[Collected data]
**********

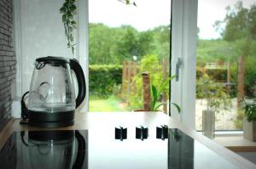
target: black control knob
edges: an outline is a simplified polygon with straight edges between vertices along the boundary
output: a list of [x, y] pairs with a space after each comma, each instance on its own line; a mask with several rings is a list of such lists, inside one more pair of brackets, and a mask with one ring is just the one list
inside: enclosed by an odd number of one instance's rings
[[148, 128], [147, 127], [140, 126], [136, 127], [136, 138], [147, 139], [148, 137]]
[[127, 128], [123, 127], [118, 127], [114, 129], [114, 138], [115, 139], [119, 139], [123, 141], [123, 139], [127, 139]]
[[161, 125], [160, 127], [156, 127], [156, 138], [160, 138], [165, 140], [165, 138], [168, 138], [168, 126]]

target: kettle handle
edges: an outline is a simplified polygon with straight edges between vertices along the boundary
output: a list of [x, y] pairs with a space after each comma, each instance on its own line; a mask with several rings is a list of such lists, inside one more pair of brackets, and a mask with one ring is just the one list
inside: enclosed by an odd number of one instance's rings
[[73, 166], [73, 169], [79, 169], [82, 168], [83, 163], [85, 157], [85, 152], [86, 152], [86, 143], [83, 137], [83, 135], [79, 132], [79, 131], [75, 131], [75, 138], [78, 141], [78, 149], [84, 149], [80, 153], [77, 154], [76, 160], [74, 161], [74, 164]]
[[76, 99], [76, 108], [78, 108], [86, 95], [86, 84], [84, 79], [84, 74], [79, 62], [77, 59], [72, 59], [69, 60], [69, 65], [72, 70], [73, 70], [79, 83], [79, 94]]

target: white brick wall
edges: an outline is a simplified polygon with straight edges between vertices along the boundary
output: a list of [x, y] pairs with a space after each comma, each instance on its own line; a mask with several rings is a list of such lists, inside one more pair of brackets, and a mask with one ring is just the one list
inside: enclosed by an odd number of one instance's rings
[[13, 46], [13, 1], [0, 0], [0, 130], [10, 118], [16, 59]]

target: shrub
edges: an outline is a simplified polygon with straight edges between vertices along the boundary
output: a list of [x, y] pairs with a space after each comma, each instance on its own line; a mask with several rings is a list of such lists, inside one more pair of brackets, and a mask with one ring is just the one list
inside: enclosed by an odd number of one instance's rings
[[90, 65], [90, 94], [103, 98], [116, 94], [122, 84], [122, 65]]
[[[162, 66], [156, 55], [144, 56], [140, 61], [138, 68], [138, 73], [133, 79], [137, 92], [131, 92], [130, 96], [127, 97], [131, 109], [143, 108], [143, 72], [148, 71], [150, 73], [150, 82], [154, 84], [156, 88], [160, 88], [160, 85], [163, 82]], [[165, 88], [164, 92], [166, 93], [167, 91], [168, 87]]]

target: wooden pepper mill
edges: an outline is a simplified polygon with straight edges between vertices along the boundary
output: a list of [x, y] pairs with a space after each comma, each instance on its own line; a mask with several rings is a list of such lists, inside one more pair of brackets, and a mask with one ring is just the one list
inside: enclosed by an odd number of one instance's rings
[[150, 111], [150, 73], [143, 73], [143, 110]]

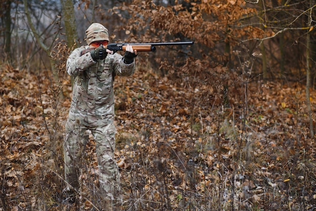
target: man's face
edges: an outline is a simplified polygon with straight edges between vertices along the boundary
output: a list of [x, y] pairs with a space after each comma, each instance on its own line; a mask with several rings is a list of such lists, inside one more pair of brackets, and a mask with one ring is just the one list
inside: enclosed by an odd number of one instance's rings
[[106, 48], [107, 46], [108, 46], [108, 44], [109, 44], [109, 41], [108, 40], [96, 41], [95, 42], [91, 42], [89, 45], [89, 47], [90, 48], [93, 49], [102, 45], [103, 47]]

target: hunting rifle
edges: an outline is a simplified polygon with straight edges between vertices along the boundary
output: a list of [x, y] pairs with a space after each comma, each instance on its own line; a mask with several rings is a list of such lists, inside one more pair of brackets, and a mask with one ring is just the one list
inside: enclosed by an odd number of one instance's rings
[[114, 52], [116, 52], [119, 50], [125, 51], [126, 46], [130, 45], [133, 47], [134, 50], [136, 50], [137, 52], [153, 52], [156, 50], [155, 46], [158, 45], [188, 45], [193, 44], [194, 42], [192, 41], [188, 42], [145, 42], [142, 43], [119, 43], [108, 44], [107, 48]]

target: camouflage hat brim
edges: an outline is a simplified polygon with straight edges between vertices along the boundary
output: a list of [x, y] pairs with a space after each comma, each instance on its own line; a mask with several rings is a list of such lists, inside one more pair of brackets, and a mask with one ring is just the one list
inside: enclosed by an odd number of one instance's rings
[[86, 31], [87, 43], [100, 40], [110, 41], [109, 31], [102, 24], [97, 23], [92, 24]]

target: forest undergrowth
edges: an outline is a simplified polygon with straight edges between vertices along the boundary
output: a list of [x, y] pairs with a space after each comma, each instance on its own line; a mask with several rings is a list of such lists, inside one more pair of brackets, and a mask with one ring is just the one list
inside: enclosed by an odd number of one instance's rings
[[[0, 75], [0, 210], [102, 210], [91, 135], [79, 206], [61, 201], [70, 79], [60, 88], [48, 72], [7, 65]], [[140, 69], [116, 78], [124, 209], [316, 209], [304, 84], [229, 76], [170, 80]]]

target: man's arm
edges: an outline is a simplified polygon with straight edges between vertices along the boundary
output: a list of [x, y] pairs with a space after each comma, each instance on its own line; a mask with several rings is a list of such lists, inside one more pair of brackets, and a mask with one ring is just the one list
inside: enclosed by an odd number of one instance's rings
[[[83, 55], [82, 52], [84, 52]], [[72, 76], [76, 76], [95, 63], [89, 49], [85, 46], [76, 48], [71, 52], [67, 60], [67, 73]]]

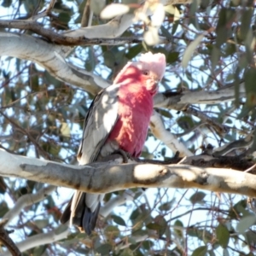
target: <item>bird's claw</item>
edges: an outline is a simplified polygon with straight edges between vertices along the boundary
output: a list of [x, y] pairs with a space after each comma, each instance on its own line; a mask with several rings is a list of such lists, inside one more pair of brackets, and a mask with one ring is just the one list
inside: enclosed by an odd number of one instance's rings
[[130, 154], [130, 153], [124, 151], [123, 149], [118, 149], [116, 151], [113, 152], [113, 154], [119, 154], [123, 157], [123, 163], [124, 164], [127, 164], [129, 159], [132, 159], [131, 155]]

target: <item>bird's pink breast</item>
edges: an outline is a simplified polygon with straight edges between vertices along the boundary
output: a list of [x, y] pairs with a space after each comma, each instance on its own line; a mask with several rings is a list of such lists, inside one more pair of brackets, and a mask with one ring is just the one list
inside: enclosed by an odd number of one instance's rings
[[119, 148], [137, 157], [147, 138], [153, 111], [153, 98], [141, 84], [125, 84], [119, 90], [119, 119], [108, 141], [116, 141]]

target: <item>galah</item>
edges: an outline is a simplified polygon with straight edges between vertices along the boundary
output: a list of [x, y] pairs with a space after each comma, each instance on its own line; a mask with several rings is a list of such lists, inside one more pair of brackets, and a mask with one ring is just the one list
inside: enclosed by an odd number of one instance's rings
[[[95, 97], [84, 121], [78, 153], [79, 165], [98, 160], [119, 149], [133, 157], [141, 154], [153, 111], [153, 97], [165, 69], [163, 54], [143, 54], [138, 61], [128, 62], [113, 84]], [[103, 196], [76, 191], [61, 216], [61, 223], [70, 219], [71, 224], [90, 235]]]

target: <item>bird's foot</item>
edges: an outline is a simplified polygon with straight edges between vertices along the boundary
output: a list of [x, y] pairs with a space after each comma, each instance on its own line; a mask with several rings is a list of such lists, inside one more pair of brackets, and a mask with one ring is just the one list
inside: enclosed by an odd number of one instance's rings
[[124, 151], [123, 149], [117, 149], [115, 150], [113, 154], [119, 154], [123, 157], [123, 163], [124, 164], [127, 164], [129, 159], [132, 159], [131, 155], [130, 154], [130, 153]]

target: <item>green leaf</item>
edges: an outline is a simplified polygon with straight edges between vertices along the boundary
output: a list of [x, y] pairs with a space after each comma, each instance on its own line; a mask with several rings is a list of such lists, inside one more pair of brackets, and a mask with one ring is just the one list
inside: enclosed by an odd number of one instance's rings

**********

> [REQUEST]: Output the lines of the records from the one containing "target: shrub" through the one containing "84], [122, 65]]", inclusive, as a JSON list of strings with one string per line and blank lines omitted.

> [WRITTEN REPLY]:
[
  "target: shrub",
  "edges: an outline is a simplified polygon with straight edges between vertices along the boundary",
  "output: a list of [x, y] pairs with a space after each comma, each instance on its own line; a mask with several rings is a list of such lists, inside one more pair of brackets, and a mask with one ring is just the one list",
  "inside: enclosed by an odd number of one instance's rings",
  "[[90, 65], [90, 94], [103, 98], [116, 94], [122, 84], [122, 65]]"
]